ASSIGNED TASK 1: From the passage about Matthews and autoimmune hepatitis, list every place Matthews went and every event she took part in, using the passage's wording.
ASSIGNED TASK 2: According to the passage about Matthews and autoimmune hepatitis, who checked Matthews' blood pressure as she left the taekwondo class?
ASSIGNED TASK 3:
For each statement, say whether it agrees with the passage about Matthews and autoimmune hepatitis. Quote the words that decide it.
(a) Matthews was diagnosed with autoimmune hepatitis in May 2003.
(b) The drug Matthews was given has brought the hepatitis under control.
(c) Vaughan succeeded in keeping Matthews from overextending herself.

SOURCE PASSAGE:
+++
It also comes a mere eight months after she was diagnosed with autoimmune hepatitis, a condition in which the body’s own immune system mistakenly thinks the liver is an enemy and attacks the liver.

“Anybody can get down. I didn’t let it get me down,” Matthews said of her fight with the disease. “It’s about attitude and faith, and I was convinced I was going to be fine.”

It wasn’t always a sure thing, though.

In May 2003, Matthews showed up for a taekwondo class despite a fearsome headache. Halfway through, the headache became unbearable and she excused herself. On the way out the door, a trainer checked her blood pressure and was astounded at the high reading.

Matthews went to the emergency room that night, and spent the next six months visiting doctors and hospitals. In November, she was diagnosed with autoimmune hepatitis and put on a cancer-fighting drug that amounts to a low-level form of chemotherapy. The drug has brought the hepatitis under control.

“It’s a form of chemotherapy, but it’s a very low dosage,” Matthews said. “I’m doing my best and staying active.”

Throughout her battle with hepatitis, Matthews used taekwondo to stay focused and stay active. She eased up on her training a bit, but still competed at the 2003 ATA World Championships and several tournaments throughout the year. Matthews’ instructor, Kevin Vaughan, did his best to keep her from overextending herself, but had little success.

“When something like that happens, I was constantly asking her, ‘what is your doctor saying? What can we do?’” Vaughan said. “She would usually go one step past where she should have been.”
+++
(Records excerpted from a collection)
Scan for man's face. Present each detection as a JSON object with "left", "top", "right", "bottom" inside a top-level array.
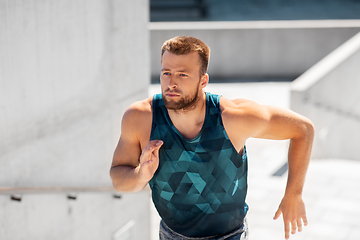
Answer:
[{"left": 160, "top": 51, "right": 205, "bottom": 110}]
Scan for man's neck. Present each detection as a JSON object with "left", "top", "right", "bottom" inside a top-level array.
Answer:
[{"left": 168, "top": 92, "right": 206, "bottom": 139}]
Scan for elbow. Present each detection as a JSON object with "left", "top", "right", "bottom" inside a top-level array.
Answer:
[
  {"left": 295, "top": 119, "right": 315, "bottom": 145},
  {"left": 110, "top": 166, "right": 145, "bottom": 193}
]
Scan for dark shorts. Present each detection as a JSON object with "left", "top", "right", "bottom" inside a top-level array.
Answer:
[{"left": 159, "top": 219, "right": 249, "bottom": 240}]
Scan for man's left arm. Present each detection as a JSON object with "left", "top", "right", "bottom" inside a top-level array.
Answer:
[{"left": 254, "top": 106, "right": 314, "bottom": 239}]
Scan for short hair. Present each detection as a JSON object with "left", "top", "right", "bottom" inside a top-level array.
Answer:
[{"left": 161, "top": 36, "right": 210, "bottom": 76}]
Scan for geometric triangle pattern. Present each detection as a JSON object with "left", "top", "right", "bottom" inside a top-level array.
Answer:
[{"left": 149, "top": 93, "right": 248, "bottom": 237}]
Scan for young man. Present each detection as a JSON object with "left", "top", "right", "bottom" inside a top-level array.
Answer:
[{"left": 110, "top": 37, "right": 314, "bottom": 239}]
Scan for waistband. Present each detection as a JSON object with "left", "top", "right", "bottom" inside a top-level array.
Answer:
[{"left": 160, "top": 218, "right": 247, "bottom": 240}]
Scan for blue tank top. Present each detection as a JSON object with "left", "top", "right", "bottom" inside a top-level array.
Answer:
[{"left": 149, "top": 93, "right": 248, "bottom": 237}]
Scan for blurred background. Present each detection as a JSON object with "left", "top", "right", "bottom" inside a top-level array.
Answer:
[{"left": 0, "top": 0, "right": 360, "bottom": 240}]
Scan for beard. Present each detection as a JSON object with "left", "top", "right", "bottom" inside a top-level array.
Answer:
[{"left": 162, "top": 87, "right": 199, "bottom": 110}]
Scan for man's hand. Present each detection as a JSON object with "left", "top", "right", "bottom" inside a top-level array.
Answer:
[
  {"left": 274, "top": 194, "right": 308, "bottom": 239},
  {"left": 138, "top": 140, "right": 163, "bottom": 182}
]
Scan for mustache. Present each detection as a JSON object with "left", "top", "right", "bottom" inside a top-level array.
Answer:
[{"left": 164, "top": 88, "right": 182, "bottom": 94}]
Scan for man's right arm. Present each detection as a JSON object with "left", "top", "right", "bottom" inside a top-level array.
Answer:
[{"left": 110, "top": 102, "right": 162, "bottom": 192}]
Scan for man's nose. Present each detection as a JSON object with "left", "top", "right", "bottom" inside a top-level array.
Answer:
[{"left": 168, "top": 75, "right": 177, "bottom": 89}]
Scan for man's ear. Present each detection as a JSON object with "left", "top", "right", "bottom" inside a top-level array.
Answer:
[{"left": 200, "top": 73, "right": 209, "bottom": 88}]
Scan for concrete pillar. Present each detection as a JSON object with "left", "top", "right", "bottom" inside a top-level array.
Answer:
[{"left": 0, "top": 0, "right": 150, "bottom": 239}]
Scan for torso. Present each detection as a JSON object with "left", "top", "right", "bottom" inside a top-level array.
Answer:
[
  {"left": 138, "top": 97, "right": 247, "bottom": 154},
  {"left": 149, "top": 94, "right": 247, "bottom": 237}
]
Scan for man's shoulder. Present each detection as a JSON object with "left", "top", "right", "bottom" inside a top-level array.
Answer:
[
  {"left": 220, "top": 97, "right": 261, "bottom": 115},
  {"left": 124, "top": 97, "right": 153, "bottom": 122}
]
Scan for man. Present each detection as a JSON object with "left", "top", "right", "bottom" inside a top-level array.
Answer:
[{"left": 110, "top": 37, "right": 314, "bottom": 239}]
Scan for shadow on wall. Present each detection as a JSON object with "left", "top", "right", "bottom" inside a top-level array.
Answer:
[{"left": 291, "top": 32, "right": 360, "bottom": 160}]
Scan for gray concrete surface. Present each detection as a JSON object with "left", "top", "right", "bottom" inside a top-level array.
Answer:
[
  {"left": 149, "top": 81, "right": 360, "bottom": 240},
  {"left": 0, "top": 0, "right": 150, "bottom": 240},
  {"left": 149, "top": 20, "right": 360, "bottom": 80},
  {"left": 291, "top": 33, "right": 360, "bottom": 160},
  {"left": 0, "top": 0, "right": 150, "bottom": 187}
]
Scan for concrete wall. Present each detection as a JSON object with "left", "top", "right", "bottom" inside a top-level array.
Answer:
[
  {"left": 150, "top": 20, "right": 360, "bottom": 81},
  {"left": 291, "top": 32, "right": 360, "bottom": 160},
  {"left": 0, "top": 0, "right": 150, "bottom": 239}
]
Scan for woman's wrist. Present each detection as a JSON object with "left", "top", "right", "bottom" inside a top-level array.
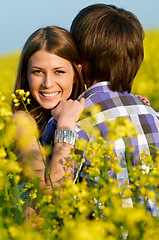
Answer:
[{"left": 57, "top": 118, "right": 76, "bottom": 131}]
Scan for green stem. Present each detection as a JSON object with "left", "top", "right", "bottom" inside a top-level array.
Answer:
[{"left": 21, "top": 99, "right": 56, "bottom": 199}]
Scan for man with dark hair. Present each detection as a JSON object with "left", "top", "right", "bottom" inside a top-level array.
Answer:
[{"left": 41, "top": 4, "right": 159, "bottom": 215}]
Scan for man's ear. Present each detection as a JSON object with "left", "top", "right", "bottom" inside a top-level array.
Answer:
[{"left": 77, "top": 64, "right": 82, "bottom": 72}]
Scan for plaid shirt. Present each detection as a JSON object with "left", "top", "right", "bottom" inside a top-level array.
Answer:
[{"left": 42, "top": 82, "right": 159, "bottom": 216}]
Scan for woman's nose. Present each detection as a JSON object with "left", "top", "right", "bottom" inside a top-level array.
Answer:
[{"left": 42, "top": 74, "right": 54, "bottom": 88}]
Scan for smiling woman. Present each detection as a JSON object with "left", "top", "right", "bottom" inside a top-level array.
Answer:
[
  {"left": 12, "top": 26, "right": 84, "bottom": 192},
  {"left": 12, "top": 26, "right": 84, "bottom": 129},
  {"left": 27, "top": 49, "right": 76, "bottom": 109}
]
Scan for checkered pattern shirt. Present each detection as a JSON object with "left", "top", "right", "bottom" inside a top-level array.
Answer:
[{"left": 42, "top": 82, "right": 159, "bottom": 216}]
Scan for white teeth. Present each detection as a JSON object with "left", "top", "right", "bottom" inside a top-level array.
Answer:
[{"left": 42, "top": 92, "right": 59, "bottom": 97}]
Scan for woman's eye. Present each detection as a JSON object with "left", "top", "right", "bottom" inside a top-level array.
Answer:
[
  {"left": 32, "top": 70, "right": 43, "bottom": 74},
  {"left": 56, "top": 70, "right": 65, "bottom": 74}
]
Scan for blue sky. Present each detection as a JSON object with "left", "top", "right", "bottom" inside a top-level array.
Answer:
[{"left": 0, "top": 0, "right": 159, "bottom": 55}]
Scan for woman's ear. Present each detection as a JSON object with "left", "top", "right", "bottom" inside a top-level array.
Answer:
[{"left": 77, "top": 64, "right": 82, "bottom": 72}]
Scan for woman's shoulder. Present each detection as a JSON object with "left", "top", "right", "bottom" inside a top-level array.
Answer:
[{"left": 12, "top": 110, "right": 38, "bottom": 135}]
+++
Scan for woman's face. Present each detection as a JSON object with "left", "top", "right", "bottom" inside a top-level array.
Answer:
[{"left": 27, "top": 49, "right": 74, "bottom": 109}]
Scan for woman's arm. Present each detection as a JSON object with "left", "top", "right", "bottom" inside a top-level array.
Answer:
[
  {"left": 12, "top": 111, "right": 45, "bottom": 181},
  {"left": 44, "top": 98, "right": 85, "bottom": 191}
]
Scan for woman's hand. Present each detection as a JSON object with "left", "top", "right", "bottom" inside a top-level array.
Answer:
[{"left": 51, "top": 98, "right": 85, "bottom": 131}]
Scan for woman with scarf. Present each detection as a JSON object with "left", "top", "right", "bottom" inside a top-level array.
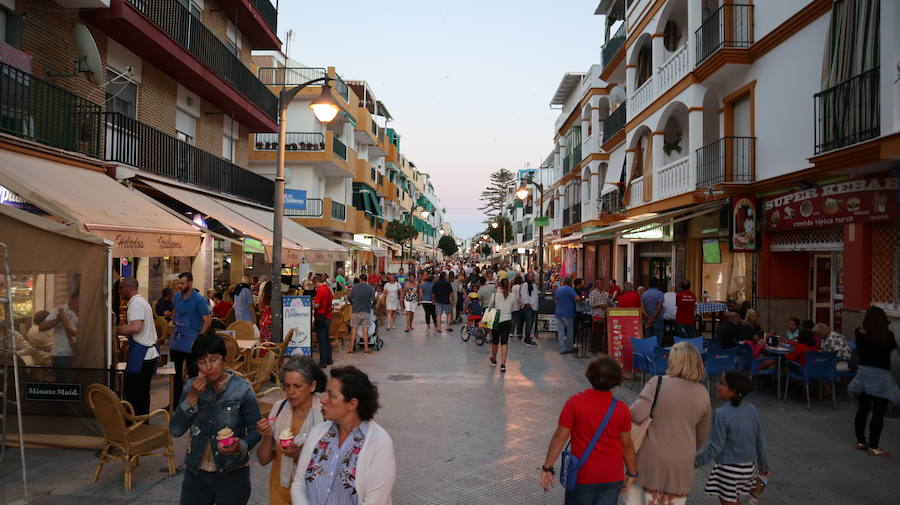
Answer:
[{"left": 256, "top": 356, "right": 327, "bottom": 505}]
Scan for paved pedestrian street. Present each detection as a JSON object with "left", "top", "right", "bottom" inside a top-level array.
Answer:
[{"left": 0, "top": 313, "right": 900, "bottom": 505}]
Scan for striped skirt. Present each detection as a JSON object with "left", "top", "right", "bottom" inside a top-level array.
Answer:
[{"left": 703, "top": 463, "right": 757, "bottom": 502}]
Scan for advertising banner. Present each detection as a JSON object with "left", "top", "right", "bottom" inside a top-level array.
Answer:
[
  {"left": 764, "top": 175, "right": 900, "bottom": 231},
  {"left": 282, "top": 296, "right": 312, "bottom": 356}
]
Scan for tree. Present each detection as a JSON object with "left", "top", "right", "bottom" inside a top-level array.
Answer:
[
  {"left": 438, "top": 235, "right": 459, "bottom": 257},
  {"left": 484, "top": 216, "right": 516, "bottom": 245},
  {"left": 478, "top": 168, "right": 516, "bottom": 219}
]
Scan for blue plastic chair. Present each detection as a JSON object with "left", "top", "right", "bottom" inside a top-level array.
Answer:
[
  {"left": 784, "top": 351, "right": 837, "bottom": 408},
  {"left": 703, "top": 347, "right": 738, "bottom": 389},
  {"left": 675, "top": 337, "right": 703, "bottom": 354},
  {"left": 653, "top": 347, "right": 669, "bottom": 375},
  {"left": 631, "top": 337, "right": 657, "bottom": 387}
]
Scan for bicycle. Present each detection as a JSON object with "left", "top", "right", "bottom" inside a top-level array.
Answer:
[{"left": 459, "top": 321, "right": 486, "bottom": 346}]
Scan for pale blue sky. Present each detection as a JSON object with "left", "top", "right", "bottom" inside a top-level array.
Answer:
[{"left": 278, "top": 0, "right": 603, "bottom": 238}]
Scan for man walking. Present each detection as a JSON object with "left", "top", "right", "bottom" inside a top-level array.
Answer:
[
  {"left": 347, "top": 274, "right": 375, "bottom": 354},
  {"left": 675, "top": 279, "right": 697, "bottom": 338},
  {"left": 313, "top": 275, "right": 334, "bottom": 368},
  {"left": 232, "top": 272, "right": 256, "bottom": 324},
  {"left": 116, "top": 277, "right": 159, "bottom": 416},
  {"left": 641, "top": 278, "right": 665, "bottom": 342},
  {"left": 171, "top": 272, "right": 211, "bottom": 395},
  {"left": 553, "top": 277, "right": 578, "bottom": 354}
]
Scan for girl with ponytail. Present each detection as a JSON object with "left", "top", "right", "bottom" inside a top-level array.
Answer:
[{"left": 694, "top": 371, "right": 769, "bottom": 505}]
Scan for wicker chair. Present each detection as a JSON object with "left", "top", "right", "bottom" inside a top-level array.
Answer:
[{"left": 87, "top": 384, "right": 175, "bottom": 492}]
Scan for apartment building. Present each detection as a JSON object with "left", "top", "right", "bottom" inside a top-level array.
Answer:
+++
RESPONSE BOX 1:
- a taekwondo class
- the emergency room
- doctors and hospitals
- the 2003 ATA World Championships
- several tournaments throughout the year

RESPONSE BOX 2: A trainer checked her blood pressure.

RESPONSE BOX 3:
(a) No: "In November, she was diagnosed with autoimmune hepatitis"
(b) Yes: "The drug has brought the hepatitis under control."
(c) No: "did his best to keep her from overextending herself, but had little success"